#### Extract provided
Is that not why it is important that St. Patrick’s stands with doors wide open to the world on Fifth Avenue? So that those who see from outside, might enter within and be transformed by the light?
Doesn’t that teach us what it means to rebuild the Church? We invite those we encounter to come inside the household of faith, to see the light not from the world outside, but refracted through the lives of the Lord Jesus and the saints? To stand outside the Cathedral is to be impressed by its size, even its grandeur. But it misses the point. We rebuild the outside, precisely in order that we may come inside. In New York, there is no shortage of immense buildings, many of which dwarf St. Patrick’s. But none, upon entry, transform the very light of the world outside into something as beautiful. There are many impressive institutions, societies and associations in New York. But none have the same mission as does the Church, to be a house for all peoples by which the world is transformed.
########
#### Data entries
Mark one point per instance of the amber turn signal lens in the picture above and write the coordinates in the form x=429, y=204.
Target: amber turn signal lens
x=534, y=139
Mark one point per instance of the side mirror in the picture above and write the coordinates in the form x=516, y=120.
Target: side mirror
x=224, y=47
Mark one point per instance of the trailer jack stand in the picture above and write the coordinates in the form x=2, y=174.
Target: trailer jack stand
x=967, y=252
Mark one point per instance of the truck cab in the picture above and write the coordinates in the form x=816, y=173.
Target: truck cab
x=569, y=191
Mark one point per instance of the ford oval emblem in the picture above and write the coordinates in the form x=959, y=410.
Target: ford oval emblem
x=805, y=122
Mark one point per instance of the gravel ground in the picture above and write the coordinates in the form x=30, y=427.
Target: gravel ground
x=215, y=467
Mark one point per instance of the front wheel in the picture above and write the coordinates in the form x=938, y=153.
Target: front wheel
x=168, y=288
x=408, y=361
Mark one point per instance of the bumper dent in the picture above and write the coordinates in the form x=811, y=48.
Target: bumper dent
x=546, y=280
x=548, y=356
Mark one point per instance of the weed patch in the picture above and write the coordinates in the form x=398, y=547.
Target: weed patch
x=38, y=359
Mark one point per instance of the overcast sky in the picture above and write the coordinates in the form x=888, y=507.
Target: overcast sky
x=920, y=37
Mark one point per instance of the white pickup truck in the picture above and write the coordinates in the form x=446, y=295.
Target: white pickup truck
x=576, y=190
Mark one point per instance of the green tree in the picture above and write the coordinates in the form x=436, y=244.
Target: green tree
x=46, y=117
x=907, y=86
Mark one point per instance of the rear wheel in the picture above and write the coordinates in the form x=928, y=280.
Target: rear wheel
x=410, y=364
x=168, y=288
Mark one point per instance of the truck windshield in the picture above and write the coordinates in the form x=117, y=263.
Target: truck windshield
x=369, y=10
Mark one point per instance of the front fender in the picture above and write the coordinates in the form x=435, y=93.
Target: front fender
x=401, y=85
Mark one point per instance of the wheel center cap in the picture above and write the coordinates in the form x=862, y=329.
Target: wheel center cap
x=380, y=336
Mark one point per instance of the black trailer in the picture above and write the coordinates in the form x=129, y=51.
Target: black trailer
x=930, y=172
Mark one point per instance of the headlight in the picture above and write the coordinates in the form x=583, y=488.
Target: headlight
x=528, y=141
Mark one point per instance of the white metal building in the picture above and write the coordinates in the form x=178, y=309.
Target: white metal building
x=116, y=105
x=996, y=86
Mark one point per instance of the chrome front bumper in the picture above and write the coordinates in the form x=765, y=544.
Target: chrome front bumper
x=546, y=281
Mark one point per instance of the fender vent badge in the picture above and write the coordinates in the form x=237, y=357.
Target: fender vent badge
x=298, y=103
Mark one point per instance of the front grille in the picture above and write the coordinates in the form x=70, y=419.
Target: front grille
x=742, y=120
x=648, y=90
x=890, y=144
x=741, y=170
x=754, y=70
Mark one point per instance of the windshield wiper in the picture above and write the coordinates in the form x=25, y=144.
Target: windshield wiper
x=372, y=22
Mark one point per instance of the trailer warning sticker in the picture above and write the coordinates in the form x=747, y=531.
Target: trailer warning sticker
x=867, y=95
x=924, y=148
########
**Short task**
Extend the passage on St. Patrick's Cathedral and rebuilding the Church, picking up after its final sentence.

**Exercise result**
That’s a good way to understand the inspiring pastoral approach of Pope Francis. He well knows—as we certainly do in New York—that many look upon the Church and those “demands of Christian morality” as something forbidding, or even burdensome. So Pope Francis encourages us to bring first the light of Christ, the joy of the Gospel, the happiness that comes from God’s friendship to the world around us.
In the campaign for St. Patrick’s many who are not Catholic have generously offered their help. Some have even said that they don’t care for the Church’s teaching in this or that regard, but they treasure the presence of St. Patrick’s in New York. They are confirming the intuition of Pope Francis that first comes an encounter with God, and everything else follows from that. Just as we invite others to come inside, and witness the light transformed by the Church, so too do the windows point the Church to the world outside. The point is not to enter the Church as a sort of bunker, defensively arrayed against a dangerous world. Rather, the Church herself desires to move beyond herself, to put herself at the service of the world outside, and in service to the One who is outside the world altogether, and who holds it in His creating and sustaining hand. The Church exists for Jesus Christ—He is her Lord, her Head, her Master. And she also exists for the world itself—the world beyond the windows.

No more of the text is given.